■ Directions:
a - Reproduce the part of the article on the Massachusetts fire inspection order between "July 9, 2020" and "off Fire Inspectors.", inclusive.
b - Please take the article on the Massachusetts fire inspection order further, starting after its last sentence.

■ Excerpt to read:
-- Opening Marker --

July 9, 2020 – Governor Baker recently signed the bill which rescinds the Fire Inspection emergency order put in place on March 20, 2020 stating that smoke and carbon monoxide inspections could be completed within 90 days after closing by the buyers, rather than the sellers. This order was put in place to assure that closings could move forward as scheduled and help to take some of the pressure off Fire Inspectors.
In Massachusetts, it is legally required that the seller provide a Smoke and Carbon Monoxide Certificate commonly referred to as “the smoke” at closing to the new buyer. There are general guidelines put out by the state and local cities/towns that can have additional requirements. Since they are mandated by law, smoke Inspections play a critical role in the Massachusetts home selling process. During the surge of COVID-19 in MA, the real estate supply chain was disrupted, leading to a log jam in many parts of the buying and selling process, including fire inspections. The emergency order put in place by Governor Baker aimed to help buyers and sellers still reach the closing table, even without an official smoke certificate on the day of closing.
As Massachusetts recovers from the surge and moves forward with reopening plans, the Governor has rescinded this emergency order. The fire inspection rules have returned to normal, meaning smoke certificates are once again the responsibility of the sellers and required in order to close. However, the original order states that the termination of the order shall not invalidate any inspection deferral that was agreed to pursuant to the terms of the order. Therefore, sellers that already have closings scheduled and a deferral in place do not need a certificate to close, even after the emergency order is rescinded. For these transactions, the buyers are still responsible for obtaining the certificate within 90 days of the end of the state of emergency. For any deals on or after July 10, 2020, it’s back to the seller’s responsibility to obtain the smoke prior to closing.

-- Closing Marker --

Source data

-- Opening Marker --

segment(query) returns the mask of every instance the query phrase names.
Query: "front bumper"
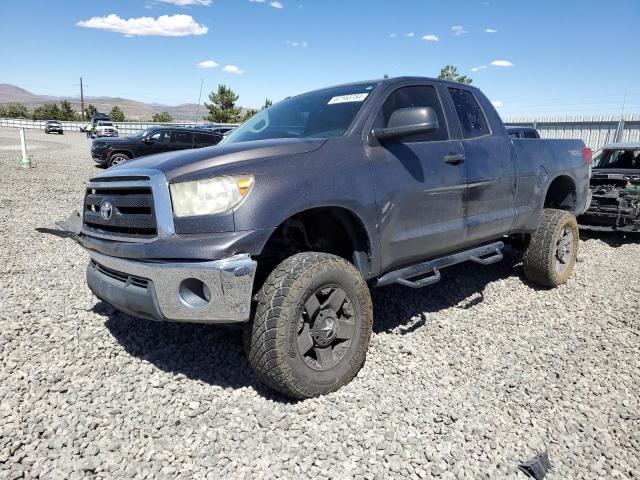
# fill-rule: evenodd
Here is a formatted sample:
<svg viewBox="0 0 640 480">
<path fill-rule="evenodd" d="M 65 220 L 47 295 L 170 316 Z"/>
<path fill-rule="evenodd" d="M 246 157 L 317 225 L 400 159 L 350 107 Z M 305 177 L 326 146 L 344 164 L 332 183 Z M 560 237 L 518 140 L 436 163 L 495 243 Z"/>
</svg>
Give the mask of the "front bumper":
<svg viewBox="0 0 640 480">
<path fill-rule="evenodd" d="M 257 262 L 247 254 L 206 262 L 151 262 L 89 251 L 87 283 L 134 316 L 195 323 L 249 320 Z"/>
</svg>

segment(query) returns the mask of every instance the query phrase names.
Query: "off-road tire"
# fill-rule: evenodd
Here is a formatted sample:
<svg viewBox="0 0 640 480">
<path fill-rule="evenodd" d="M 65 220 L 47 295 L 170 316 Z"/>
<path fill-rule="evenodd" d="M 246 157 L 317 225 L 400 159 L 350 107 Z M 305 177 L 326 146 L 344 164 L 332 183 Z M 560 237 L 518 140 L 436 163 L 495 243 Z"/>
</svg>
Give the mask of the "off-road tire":
<svg viewBox="0 0 640 480">
<path fill-rule="evenodd" d="M 565 229 L 572 233 L 571 252 L 564 269 L 559 270 L 557 255 Z M 544 287 L 557 287 L 565 283 L 576 264 L 578 239 L 578 222 L 573 213 L 545 208 L 542 211 L 540 226 L 531 235 L 529 245 L 524 251 L 522 260 L 525 276 L 533 283 Z"/>
<path fill-rule="evenodd" d="M 107 168 L 111 168 L 114 165 L 120 165 L 124 162 L 128 162 L 129 160 L 131 160 L 129 158 L 129 155 L 126 155 L 124 153 L 114 153 L 113 155 L 111 155 L 111 157 L 109 157 Z"/>
<path fill-rule="evenodd" d="M 305 302 L 314 292 L 322 295 L 331 288 L 346 294 L 341 308 L 349 305 L 355 325 L 348 347 L 340 347 L 338 363 L 321 371 L 319 360 L 314 369 L 309 364 L 313 360 L 300 353 L 298 339 L 301 325 L 308 325 L 304 323 L 309 319 Z M 316 310 L 316 320 L 321 312 L 322 308 Z M 267 386 L 294 398 L 315 397 L 355 377 L 365 361 L 372 322 L 369 288 L 352 264 L 326 253 L 298 253 L 280 263 L 258 292 L 253 322 L 244 331 L 245 350 L 254 373 Z M 316 351 L 316 343 L 313 345 L 307 352 Z M 335 350 L 333 353 L 331 361 L 336 361 Z"/>
</svg>

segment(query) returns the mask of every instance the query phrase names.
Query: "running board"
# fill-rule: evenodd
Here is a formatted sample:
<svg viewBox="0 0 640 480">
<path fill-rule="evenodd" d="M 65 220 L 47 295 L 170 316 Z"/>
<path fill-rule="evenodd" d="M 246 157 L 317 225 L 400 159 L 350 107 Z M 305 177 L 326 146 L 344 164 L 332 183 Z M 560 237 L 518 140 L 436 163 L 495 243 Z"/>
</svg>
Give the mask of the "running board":
<svg viewBox="0 0 640 480">
<path fill-rule="evenodd" d="M 491 265 L 492 263 L 502 260 L 502 249 L 504 243 L 495 242 L 482 247 L 473 248 L 460 253 L 454 253 L 442 258 L 436 258 L 428 262 L 419 263 L 405 267 L 394 272 L 385 273 L 375 282 L 376 287 L 383 287 L 391 283 L 399 283 L 406 287 L 421 288 L 427 285 L 433 285 L 440 280 L 440 269 L 456 265 L 458 263 L 472 261 L 481 265 Z M 428 275 L 419 280 L 410 280 L 411 278 Z"/>
</svg>

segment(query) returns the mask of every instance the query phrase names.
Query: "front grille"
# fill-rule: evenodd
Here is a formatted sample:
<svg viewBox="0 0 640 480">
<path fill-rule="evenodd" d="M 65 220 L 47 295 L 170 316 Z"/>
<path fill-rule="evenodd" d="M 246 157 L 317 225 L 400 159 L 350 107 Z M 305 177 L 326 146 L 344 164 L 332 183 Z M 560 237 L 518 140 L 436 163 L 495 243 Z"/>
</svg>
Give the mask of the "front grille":
<svg viewBox="0 0 640 480">
<path fill-rule="evenodd" d="M 96 268 L 103 275 L 113 278 L 118 282 L 140 288 L 147 288 L 149 286 L 149 280 L 146 278 L 136 277 L 134 275 L 129 275 L 128 273 L 118 272 L 117 270 L 113 270 L 111 268 L 105 267 L 104 265 L 100 265 L 95 260 L 91 260 L 91 266 L 93 268 Z"/>
<path fill-rule="evenodd" d="M 103 207 L 104 216 L 101 213 Z M 89 187 L 84 200 L 83 220 L 83 230 L 89 235 L 145 240 L 158 234 L 150 187 Z"/>
</svg>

-- Closing Marker --

■ Results of the exercise:
a -
July 9, 2020 – Governor Baker recently signed the bill which rescinds the Fire Inspection emergency order put in place on March 20, 2020 stating that smoke and carbon monoxide inspections could be completed within 90 days after closing by the buyers, rather than the sellers. This order was put in place to assure that closings could move forward as scheduled and help to take some of the pressure off Fire Inspectors.

b -
If you are currently under agreement, and have a deferral agreement in place you are not obligated to obtain the smoke certificate, the buyer still is and these changes won’t prevent you from getting to the closing table.
If you are NOT currently under agreement and are currently listed for sale, you are now required to obtain the smoke certificate prior to closing.
If you are currently under agreement and there is a deferral agreement in place or have closed recently without the smoke in-hand, you are still obligated to obtain the smoke certificate within 90 days.
If you are NOT currently under agreement but are still looking to buy or are about to make an offer, the seller will be required to obtain this certificate prior to closing or the deal will not close.